## Working data:

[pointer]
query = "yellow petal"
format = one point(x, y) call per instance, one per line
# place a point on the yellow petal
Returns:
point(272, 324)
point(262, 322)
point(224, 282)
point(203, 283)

## Work to do:
Reproduce every one of the entries above verbatim, keeping each line unchanged and in its original order.

## Finished task:
[pointer]
query = "yellow petal"
format = one point(x, y) call per instance, one per line
# place a point on the yellow petal
Returns:
point(272, 324)
point(262, 322)
point(224, 282)
point(203, 283)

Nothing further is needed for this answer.